WHAT IS NEEDED » Reproduce, word for word, the part of the text on NextGen's federated catalogue below from "The data in" up to and including "and clinical information.".

PROVIDED TEXT »
==========
Genome-Centric Multimodal Data Integration in Personalised Cardiovascular Medicine.

NextGen’s Federated Catalogue

NextGen aims to develop tools for advance diagnostics, prediction and personalised medicine for cardiovascular disease, using sensitive data and information located at multiple sites. The sensitive nature of these data requires tools that search for multimodal datasets without letting the native information leave the site where it is stored and managed.

NextGen’s federated catalogue is a decentralized discovery interface that structures descriptive information, such as meta-data, of data assets from multiple distributed, autonomous sources. This unified interface, a core component of its data space architecture, allows users to find and process data that remains under local control at each source, without requiring any centralised aggregation.

The data in our project is multimodal data associated with cardiovascular disease and cardiovascular patients, the sources are different global biobanks managing complex, multimodal, and multiomic datasets that are crucial to the NextGen research and experimentation.

NextGen’s federated catalogue allows each institution owning the data to retain full control over them, since the federated nature is based on the exposure of metadata and semantic descriptions using advanced data characterisation tools, avoiding the transfer of raw data completely. These tools abstract meaning from specific data formats, enabling the catalogue as the common interface between different repositories, preserving the integrity of sensitive genomic and clinical information.

The federated catalogue is a tool that enables search-and-match operations across databanks, supports cross-site cohort matching, and allows researchers to identify datasets suitable for their specific clinical or research questions and embeds consent and governance requirements compliant with the regulatory framework.

The catalogue is functionally integrated with:

  • Multimodal Integration Objects (MMIOs), which link metadata, schemas, policies, and data transformation events, and serve as the vehicle for making datasets AI/ML-ready.
  • Decentralised authentication mechanisms, ensuring data access is verifiable, governed, and aligned with privacy-preserving principles.
  • Semantic interoperability tools, which allow the catalogue to handle datasets encoded in various standards (FHIR, OMOP, CDISC, etc.).
  • A governance-aware architecture, including content-based identifiers and consent-aware filtering, ensuring lawful and ethical reuse of data.

The federated catalogue thus becomes more than a navigation tool—it is a bridge between data providers and AI-enabled research pipelines, advancing scientific collaboration while preserving autonomy, integrity, and trust.
==========
DATA »

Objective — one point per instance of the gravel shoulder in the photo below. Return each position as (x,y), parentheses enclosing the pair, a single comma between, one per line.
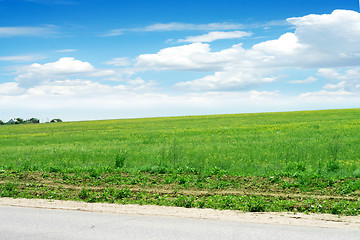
(298,219)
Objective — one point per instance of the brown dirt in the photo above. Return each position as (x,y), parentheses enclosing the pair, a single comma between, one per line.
(298,219)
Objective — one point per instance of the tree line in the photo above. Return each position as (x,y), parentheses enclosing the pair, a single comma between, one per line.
(27,121)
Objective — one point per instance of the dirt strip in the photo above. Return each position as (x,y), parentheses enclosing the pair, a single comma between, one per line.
(298,219)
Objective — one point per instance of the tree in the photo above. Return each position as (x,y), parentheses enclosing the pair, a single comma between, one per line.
(56,120)
(33,120)
(19,121)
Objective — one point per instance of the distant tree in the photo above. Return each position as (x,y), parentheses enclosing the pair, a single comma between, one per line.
(56,120)
(19,121)
(33,120)
(11,121)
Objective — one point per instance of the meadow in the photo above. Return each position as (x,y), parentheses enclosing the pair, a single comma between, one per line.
(243,159)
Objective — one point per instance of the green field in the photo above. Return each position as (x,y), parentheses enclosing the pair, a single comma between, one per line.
(308,154)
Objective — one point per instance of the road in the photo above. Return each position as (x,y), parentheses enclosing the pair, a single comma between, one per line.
(31,223)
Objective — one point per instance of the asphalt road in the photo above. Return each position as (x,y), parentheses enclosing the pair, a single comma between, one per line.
(30,223)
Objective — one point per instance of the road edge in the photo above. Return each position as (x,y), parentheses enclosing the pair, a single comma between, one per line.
(282,218)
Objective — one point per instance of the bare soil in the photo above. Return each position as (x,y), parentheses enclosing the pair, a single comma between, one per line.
(298,219)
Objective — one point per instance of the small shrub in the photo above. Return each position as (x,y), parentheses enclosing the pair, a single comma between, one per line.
(256,204)
(119,161)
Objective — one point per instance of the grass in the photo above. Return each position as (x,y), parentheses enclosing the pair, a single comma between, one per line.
(200,161)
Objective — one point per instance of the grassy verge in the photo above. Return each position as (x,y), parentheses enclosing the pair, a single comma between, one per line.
(296,161)
(190,189)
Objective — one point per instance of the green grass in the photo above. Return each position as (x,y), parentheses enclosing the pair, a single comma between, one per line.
(326,142)
(293,161)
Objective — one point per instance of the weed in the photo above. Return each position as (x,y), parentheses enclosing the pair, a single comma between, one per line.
(120,161)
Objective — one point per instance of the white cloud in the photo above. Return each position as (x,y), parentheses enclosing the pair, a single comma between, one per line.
(319,41)
(212,36)
(176,26)
(349,81)
(27,31)
(119,62)
(227,80)
(310,79)
(34,74)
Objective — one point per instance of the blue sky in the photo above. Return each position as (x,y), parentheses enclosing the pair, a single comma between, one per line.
(99,59)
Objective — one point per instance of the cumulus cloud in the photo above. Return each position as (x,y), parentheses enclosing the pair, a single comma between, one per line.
(319,41)
(349,81)
(176,26)
(227,80)
(212,36)
(36,73)
(192,57)
(119,62)
(310,79)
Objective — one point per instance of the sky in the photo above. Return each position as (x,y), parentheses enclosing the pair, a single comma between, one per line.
(101,59)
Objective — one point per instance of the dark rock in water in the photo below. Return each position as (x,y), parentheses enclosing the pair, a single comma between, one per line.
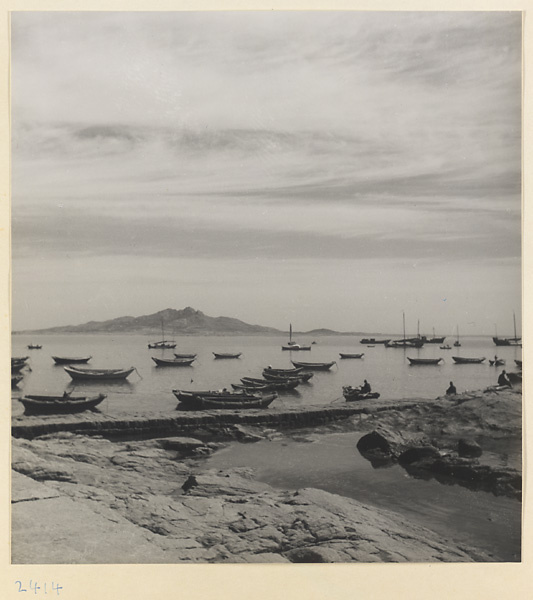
(469,448)
(386,442)
(419,454)
(181,444)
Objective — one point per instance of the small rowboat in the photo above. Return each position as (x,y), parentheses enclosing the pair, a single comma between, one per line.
(296,347)
(18,365)
(283,371)
(221,400)
(66,360)
(202,403)
(300,377)
(19,360)
(99,374)
(424,361)
(66,404)
(15,380)
(281,384)
(162,345)
(467,361)
(173,362)
(352,394)
(314,366)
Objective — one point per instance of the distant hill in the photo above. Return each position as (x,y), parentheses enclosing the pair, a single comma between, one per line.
(176,322)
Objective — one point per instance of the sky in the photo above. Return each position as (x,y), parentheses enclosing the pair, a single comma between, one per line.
(329,169)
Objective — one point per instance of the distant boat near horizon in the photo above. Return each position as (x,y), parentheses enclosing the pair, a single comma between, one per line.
(514,341)
(424,361)
(227,354)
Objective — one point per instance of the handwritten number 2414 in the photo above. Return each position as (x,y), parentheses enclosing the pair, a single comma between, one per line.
(34,587)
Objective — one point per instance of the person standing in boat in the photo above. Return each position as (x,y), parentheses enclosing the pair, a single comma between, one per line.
(365,388)
(452,390)
(503,380)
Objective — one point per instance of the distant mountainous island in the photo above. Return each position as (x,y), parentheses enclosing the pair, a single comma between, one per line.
(187,321)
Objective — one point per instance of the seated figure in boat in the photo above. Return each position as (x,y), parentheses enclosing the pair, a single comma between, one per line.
(365,388)
(503,380)
(452,390)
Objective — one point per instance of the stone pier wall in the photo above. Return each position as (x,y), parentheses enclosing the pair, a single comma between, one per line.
(185,422)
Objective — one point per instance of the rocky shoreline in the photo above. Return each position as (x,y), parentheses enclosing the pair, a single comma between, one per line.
(87,499)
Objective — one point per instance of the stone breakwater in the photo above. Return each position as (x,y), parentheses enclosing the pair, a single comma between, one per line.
(81,498)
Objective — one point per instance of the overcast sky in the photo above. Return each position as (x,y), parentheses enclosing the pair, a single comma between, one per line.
(325,169)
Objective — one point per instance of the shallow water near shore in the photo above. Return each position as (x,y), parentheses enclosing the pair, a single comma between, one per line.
(332,462)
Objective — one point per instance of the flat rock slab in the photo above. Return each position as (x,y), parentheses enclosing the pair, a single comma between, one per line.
(57,529)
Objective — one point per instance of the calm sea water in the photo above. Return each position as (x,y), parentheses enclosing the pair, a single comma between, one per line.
(150,388)
(331,462)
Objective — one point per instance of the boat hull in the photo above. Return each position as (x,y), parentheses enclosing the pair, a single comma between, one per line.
(424,361)
(65,360)
(99,374)
(47,405)
(314,366)
(173,362)
(459,360)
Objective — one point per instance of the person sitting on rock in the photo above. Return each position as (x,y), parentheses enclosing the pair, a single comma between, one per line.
(452,390)
(365,388)
(503,380)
==========
SOLUTION FOR THIS TASK »
The data in our project is multimodal data associated with cardiovascular disease and cardiovascular patients, the sources are different global biobanks managing complex, multimodal, and multiomic datasets that are crucial to the NextGen research and experimentation.

NextGen’s federated catalogue allows each institution owning the data to retain full control over them, since the federated nature is based on the exposure of metadata and semantic descriptions using advanced data characterisation tools, avoiding the transfer of raw data completely. These tools abstract meaning from specific data formats, enabling the catalogue as the common interface between different repositories, preserving the integrity of sensitive genomic and clinical information.